- [THE TASK]: In the forum thread about trading the NYSE from Australia, which trading platform does the day trader in Adelaide say they use?

- [SELECTION]:
# Trading in the NYSE from Australia



## HowardKruger (12 January 2017)

Hey everyone, recently I've been doing a bit of reading and learning about the NYSE. I was wondering, does anyone here trade in the NYSE as a day trader even though the time zones are different? Do you stay up till 12:30 Am and work through the night? Is there another way? Thank you


----------



## skyQuake (12 January 2017)

HowardKruger said:


> Hey everyone, recently I've been doing a bit of reading and learning about the NYSE. I was wondering, does anyone here trade in the NYSE as a day trader even though the time zones are different? Do you stay up till 12:30 Am and work through the night? Is there another way? Thank you



its 1:30am to 8:00am (AEST)  at the moment, once clocks change in apr its 11:30pm to 6am. 
Can't really daytrade it unless u want to stay up through the night. Swing trading is another story


----------



## jpgrygus (16 November 2019)

HowardKruger said:


> Hey everyone, recently I've been doing a bit of reading and learning about the NYSE. I was wondering, does anyone here trade in the NYSE as a day trader even though the time zones are different? Do you stay up till 12:30 Am and work through the night? Is there another way? Thank you



Yeah Im in Adelaide and I day trade the NYSE every weeknight.Times can vary depending on daylight savings times (currently market opens at 1am for me) . I only trade the first 1-1.5 hours as volume falls off after this. Then I go to bed. The last 2 hours before NYSE closing time are also volume intense but I cant stay up this late. I try to get in fast, make as much profit and get out fast. I use Interactive Broker as my platform. IB are registered with ASIC, and they are very professional and geared for the serious day trader....however their platform is a little complex and requires a lot of getting used to. I also subscribe to Trade Ideas and use the stock scanner to find the right stocks to trade. All I need now is to be a little more profitable.


----------



## H3nri (17 November 2019)

I am currently working a 9 - 5 job in Sydney and am looking to do some trading after work. Staying up until 2am seems a bit much for me. 
Would it not be easier to trade in European stocks? from 6pm to midnight for example


----------



## jpgrygus (18 November 2019)

- [MATERIAL]:
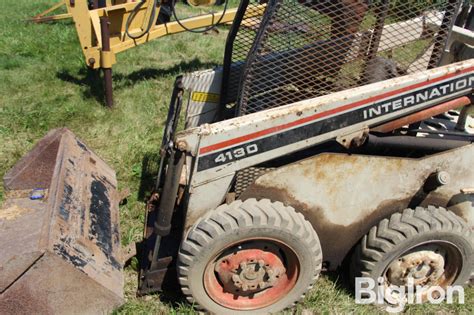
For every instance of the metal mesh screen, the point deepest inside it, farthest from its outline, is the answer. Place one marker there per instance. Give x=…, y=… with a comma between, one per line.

- [EXERCISE SOLUTION]: Interactive Broker.